====== Supplied data ======

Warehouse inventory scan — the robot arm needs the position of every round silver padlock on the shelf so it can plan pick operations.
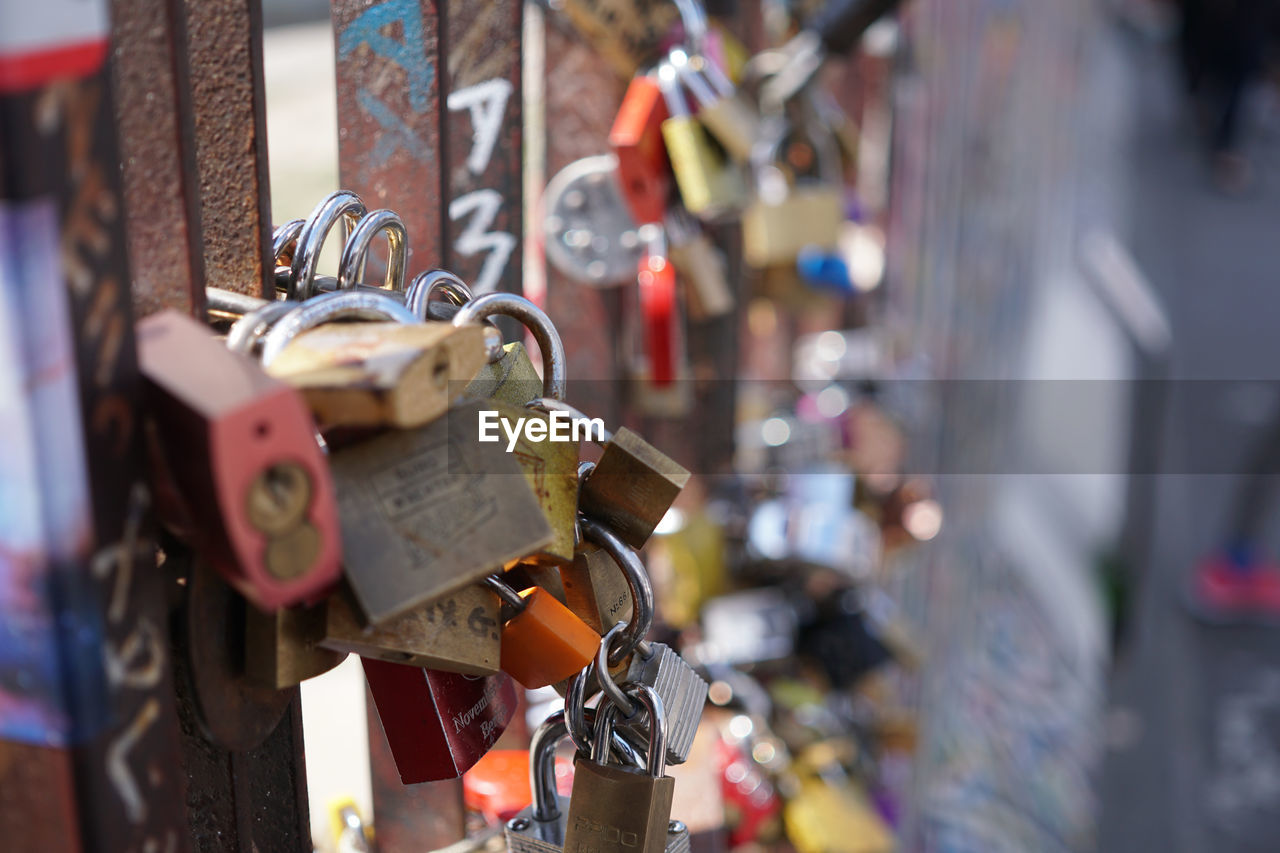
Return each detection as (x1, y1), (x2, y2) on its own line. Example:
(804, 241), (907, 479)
(259, 289), (419, 367)
(451, 293), (566, 401)
(337, 209), (408, 293)
(287, 190), (368, 300)
(542, 154), (644, 287)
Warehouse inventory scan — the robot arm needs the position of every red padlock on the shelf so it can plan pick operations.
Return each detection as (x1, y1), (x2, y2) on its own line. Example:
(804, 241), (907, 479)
(638, 246), (678, 387)
(137, 310), (342, 610)
(363, 659), (518, 784)
(610, 73), (672, 226)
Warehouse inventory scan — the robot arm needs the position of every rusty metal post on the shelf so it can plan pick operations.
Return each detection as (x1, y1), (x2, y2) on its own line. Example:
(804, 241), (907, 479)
(0, 8), (191, 849)
(179, 0), (275, 300)
(110, 0), (206, 317)
(332, 1), (524, 845)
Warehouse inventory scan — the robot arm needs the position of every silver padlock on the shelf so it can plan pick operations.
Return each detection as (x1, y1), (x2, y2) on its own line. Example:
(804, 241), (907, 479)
(581, 517), (707, 766)
(505, 709), (648, 853)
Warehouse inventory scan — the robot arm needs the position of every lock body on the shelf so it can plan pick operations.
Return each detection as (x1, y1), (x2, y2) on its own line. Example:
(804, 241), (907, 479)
(500, 586), (601, 689)
(667, 226), (733, 320)
(742, 186), (843, 268)
(465, 341), (545, 407)
(320, 584), (501, 675)
(363, 660), (517, 784)
(661, 115), (743, 220)
(565, 760), (676, 853)
(137, 309), (342, 610)
(329, 400), (553, 625)
(623, 643), (708, 766)
(561, 543), (635, 635)
(244, 602), (347, 689)
(610, 75), (672, 225)
(265, 320), (486, 429)
(487, 402), (580, 565)
(579, 427), (691, 548)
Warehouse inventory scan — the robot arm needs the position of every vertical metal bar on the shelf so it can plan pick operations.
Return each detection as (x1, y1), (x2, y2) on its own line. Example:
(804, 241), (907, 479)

======

Exercise goal:
Every entry above has to be repeated exactly, apart from its pictures.

Task response:
Warehouse inventory scan — the robot arm needs the position of every round silver padlock on the shelf so it can plan pick operations.
Return each detection as (x1, y1), (x2, y2) on its own line. Example:
(804, 241), (907, 479)
(259, 289), (419, 367)
(451, 293), (566, 401)
(337, 209), (408, 293)
(287, 190), (368, 300)
(542, 154), (644, 287)
Warehouse inventory scan — the robot arm needs the position of every red padlock on the shelf so it can plan pick operations.
Return each detection as (x1, y1), (x2, y2) on its own line. Example:
(804, 241), (907, 479)
(638, 246), (678, 387)
(137, 310), (342, 610)
(363, 659), (518, 784)
(610, 73), (672, 226)
Warehouse inventory scan — the robot arm needs the position of every rusty metal post on the shelf so it can plan pick operations.
Return each detection as (x1, y1), (x2, y2) on its own line. Example:
(804, 241), (907, 479)
(0, 8), (191, 849)
(179, 0), (275, 300)
(110, 0), (206, 317)
(332, 1), (524, 845)
Warehouse inventory scan — the robot arm needs the position of every silver padlock on the shelf so it can plan pick operations.
Return each detection as (x1, y1), (x2, y2) on its own line. Example:
(804, 241), (907, 479)
(581, 517), (707, 766)
(505, 709), (648, 853)
Warehouse inventory scan — the robot arm needs the position of every lock body on the shelf so it can plan pick operations.
Return each detection as (x1, y1), (x2, y2) on its own line. Example:
(804, 241), (907, 479)
(500, 586), (601, 689)
(667, 226), (733, 320)
(742, 186), (843, 268)
(465, 341), (545, 407)
(320, 584), (501, 675)
(363, 660), (517, 784)
(661, 115), (743, 220)
(565, 760), (676, 853)
(137, 309), (342, 610)
(329, 400), (553, 625)
(623, 643), (708, 766)
(561, 543), (635, 635)
(244, 602), (347, 689)
(610, 75), (672, 225)
(265, 320), (486, 429)
(487, 402), (580, 565)
(579, 427), (691, 548)
Warehouse inventory scan — the robot arm needs the position of every vertical metal bar on the shelf so it can plan pick operations.
Return each detection as (x1, y1), (x2, y2) on its own line. Example:
(804, 241), (907, 479)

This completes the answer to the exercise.